===== Data under study =====

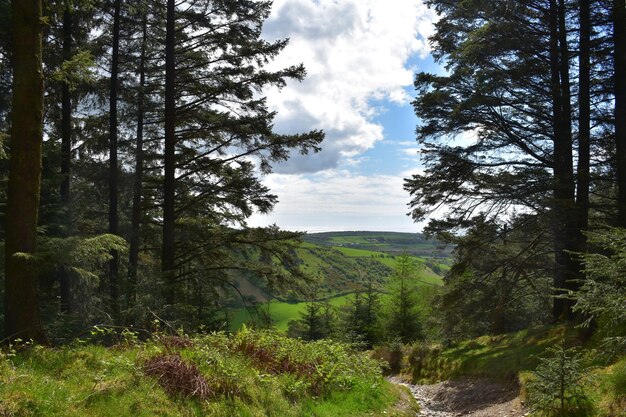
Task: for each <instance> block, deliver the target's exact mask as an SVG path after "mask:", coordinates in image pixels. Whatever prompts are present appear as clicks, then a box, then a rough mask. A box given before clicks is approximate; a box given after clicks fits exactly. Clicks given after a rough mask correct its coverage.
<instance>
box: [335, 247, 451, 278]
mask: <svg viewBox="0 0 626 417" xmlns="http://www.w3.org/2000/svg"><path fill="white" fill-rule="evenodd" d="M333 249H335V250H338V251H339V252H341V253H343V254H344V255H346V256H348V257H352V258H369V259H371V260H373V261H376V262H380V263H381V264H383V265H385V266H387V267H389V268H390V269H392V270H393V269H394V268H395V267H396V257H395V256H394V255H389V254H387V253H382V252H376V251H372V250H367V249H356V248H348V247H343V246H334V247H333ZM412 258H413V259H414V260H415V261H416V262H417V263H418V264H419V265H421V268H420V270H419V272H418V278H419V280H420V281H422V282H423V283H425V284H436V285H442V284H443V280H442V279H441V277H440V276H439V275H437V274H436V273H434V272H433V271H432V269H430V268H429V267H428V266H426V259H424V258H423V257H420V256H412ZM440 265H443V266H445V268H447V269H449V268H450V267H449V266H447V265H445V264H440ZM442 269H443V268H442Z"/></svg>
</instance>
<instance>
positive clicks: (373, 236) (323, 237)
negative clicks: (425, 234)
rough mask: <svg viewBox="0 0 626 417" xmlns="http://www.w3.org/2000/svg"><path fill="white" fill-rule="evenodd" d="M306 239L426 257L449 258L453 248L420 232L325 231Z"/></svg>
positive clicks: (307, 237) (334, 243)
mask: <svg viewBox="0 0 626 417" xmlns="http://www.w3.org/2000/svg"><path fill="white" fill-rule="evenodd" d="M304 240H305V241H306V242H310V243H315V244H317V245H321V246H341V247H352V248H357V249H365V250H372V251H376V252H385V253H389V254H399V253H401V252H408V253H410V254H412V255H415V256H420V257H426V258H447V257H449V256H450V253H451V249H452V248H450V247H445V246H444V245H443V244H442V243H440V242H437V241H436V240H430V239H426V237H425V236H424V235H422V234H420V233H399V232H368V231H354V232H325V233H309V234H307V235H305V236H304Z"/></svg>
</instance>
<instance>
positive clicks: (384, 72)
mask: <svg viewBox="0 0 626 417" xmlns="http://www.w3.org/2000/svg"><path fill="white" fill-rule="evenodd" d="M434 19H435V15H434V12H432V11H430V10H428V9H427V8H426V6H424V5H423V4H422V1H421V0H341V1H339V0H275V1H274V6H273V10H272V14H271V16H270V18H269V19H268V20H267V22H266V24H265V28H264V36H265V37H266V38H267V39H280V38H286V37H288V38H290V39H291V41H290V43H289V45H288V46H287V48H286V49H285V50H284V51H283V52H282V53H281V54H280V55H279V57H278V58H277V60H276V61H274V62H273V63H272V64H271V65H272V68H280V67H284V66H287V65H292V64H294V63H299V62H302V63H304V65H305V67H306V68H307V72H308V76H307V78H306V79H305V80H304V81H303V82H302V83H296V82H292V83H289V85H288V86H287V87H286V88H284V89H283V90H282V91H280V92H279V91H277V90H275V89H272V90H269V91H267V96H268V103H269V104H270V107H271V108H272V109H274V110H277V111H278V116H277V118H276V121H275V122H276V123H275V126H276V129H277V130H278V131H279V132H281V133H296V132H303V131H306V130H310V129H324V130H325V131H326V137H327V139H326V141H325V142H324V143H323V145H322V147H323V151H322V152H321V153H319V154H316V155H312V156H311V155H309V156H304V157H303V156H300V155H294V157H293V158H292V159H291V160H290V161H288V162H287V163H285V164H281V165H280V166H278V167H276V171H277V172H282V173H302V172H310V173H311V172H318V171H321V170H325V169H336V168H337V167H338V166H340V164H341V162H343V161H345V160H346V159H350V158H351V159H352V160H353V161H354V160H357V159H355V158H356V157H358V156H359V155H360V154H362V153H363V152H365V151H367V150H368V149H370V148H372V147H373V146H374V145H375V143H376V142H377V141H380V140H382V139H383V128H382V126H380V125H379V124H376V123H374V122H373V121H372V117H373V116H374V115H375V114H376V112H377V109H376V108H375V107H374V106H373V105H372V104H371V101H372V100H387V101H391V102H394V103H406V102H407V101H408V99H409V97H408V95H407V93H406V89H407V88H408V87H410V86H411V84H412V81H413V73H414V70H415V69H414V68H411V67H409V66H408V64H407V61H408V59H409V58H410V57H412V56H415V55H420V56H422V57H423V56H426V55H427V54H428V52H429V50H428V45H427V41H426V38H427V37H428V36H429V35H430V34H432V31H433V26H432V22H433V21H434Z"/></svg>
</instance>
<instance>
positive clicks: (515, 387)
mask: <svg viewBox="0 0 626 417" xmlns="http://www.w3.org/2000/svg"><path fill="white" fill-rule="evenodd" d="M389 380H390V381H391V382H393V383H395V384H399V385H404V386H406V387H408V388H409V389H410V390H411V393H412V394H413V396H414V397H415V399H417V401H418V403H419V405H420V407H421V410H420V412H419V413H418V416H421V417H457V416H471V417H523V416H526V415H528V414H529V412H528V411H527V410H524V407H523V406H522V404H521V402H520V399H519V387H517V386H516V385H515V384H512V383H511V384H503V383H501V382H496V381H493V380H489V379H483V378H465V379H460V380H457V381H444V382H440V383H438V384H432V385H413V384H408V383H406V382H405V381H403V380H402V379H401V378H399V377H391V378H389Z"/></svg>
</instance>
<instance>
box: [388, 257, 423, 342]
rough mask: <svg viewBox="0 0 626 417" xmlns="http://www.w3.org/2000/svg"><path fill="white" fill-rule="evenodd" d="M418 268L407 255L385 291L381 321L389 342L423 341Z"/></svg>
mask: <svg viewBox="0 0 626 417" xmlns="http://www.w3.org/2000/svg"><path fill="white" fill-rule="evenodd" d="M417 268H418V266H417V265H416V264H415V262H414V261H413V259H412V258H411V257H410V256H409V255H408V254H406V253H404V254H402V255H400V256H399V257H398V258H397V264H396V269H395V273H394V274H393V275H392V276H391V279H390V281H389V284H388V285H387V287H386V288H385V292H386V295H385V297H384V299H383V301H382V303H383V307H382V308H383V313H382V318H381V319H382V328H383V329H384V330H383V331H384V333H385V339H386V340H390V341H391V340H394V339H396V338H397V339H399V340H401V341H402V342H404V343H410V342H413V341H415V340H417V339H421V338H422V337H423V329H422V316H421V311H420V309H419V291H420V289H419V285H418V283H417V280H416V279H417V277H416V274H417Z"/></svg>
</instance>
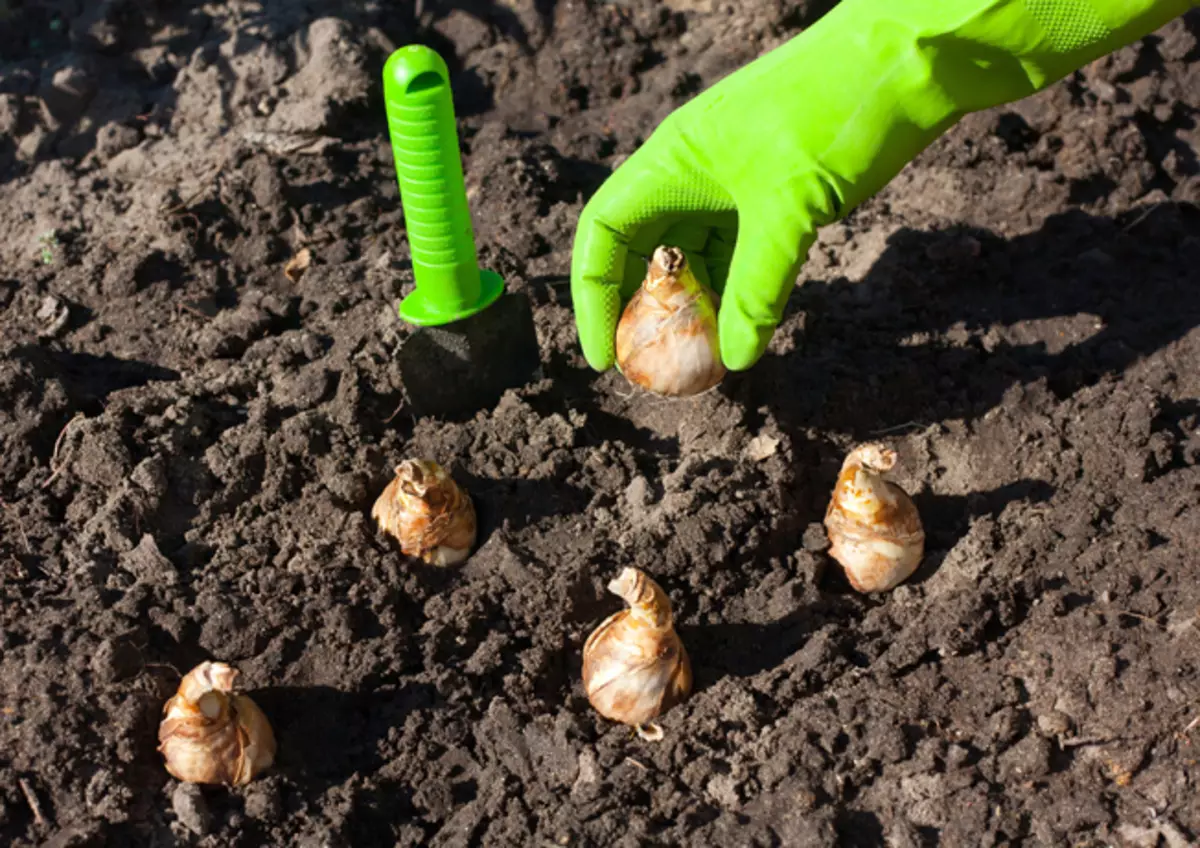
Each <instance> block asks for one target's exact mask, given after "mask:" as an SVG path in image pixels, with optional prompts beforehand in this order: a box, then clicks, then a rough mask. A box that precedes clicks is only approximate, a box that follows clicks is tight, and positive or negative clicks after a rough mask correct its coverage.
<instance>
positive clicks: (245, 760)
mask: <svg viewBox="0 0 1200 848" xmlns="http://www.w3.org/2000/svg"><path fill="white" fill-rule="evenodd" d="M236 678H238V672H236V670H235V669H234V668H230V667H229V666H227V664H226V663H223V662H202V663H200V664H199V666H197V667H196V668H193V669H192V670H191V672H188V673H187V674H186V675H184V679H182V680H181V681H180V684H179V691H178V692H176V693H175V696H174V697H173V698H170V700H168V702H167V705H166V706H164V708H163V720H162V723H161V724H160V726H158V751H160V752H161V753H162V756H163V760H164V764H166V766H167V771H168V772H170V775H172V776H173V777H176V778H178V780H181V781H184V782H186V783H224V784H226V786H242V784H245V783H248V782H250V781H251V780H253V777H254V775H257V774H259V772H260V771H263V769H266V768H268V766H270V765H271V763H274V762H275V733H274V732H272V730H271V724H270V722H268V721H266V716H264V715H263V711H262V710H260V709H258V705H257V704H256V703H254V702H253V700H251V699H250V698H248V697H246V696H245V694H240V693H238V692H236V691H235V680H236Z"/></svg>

=====

→ **Exercise objective**
Please go through the data and copy each line containing the word "pixels".

→ **Solution below**
Task: for each <instance> block, deliver the target's exact mask as an SVG path after "mask:", coordinates in image pixels. Whatever prompts are present appear as clicks, then a box, then a rough mask. A box given before clicks is approximate; a box given after clicks fits exactly. Clicks given after a rough mask correct its coverage.
Each <instance> block asks for one target's exact mask, given after "mask:" as an SVG path in image pixels, with optional prompts beforehand in this order: a box, then clicks, then a rough mask. A box that precedes clicks is only approximate, a box that follows clicks is tight, and positive or negative clicks after a rough mask correct its coverage.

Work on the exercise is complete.